═════ EXERCISE MATERIALS
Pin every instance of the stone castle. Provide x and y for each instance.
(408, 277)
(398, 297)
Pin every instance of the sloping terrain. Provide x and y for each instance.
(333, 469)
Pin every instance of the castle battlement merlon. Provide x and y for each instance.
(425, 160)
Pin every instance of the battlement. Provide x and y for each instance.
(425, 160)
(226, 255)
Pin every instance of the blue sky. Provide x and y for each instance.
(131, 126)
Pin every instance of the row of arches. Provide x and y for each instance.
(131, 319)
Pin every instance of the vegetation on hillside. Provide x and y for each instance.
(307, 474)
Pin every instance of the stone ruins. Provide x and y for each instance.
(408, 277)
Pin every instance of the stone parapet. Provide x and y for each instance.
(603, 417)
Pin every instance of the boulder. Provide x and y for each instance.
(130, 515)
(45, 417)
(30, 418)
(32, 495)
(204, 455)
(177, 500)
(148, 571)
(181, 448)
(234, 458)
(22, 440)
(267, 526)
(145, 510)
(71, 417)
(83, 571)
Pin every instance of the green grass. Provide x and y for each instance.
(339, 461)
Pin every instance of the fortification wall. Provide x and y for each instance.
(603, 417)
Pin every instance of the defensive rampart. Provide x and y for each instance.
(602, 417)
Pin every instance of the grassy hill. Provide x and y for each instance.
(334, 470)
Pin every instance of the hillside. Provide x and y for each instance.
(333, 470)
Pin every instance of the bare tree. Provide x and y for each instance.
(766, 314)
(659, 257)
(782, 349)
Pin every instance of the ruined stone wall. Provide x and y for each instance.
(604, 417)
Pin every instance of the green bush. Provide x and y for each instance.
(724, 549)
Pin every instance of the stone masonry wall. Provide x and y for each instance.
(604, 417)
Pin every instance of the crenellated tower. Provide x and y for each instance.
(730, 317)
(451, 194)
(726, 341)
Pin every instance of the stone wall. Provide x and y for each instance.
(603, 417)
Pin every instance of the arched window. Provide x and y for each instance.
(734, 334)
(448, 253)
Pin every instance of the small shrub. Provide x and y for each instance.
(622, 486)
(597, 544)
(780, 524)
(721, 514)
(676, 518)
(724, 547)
══════════
* **DO THIS**: Turn all of the material above into a Markdown table with the columns "No." and "Line," putting each line in its own row and skipping any blank lines.

* **REPLY TO THE EXERCISE**:
| No. | Line |
|---|---|
| 1 | Pin every instance of the stone castle. Provide x and y for each instance. |
| 2 | (408, 277) |
| 3 | (398, 297) |
| 4 | Pin every instance of the sloping terrain. Provide x and y for each instance. |
| 5 | (333, 469) |
| 6 | Pin every instance of the castle battlement merlon. Provide x and y for each instance. |
| 7 | (425, 160) |
| 8 | Pin every instance of the battlement. Provide x and y for each instance. |
| 9 | (425, 160) |
| 10 | (226, 255) |
| 11 | Pin every instance of the blue sky. Provide x and y for each instance. |
| 12 | (131, 126) |
| 13 | Pin every instance of the row of arches. Provide x and y for each instance. |
| 14 | (131, 319) |
| 15 | Pin every instance of the vegetation on hillside. Provide x and y for each instance. |
| 16 | (307, 474) |
| 17 | Pin every instance of the stone ruins. Provide x and y for each instance. |
| 18 | (408, 277) |
| 19 | Pin every instance of the stone parapet. Provide x and y for each instance. |
| 20 | (603, 417) |
| 21 | Pin every instance of the boulder. Provide x and y for each instance. |
| 22 | (130, 515) |
| 23 | (45, 417) |
| 24 | (30, 418) |
| 25 | (32, 495) |
| 26 | (204, 455) |
| 27 | (177, 500) |
| 28 | (148, 571) |
| 29 | (181, 448) |
| 30 | (234, 458) |
| 31 | (22, 440) |
| 32 | (267, 526) |
| 33 | (145, 510) |
| 34 | (71, 417) |
| 35 | (83, 571) |
| 36 | Pin every instance of the green grass. Provide x and y for each instance. |
| 37 | (339, 461) |
| 38 | Pin every instance of the fortification wall. Provide x and y for each instance. |
| 39 | (603, 417) |
| 40 | Pin every instance of the defensive rampart. Provide x and y for each instance. |
| 41 | (602, 417) |
| 42 | Pin every instance of the grassy hill. Provide x and y for each instance. |
| 43 | (334, 470) |
| 44 | Pin every instance of the hillside. Provide x and y for each instance. |
| 45 | (333, 470) |
| 46 | Pin every instance of the bare tree. Provide x and y for each instance. |
| 47 | (766, 314) |
| 48 | (659, 257) |
| 49 | (782, 349) |
| 50 | Pin every instance of the ruined stone wall. Provide x and y for each instance. |
| 51 | (604, 417) |
| 52 | Pin every instance of the green bush. Provide x and y for each instance. |
| 53 | (724, 549) |
| 54 | Pin every instance of the stone masonry wall. Provide x and y for each instance. |
| 55 | (604, 417) |
| 56 | Pin every instance of the crenellated tower. Provide x and y for each instance. |
| 57 | (730, 317) |
| 58 | (451, 194) |
| 59 | (726, 341) |
| 60 | Pin every instance of the stone wall. Provide x and y for each instance. |
| 61 | (603, 417) |
| 62 | Pin every instance of the arched window. Provide x and y for each instance. |
| 63 | (734, 334) |
| 64 | (448, 253) |
| 65 | Pin every instance of the small shrub. Provide x and y for each instance. |
| 66 | (622, 486) |
| 67 | (597, 544) |
| 68 | (780, 524) |
| 69 | (721, 514) |
| 70 | (676, 518) |
| 71 | (724, 547) |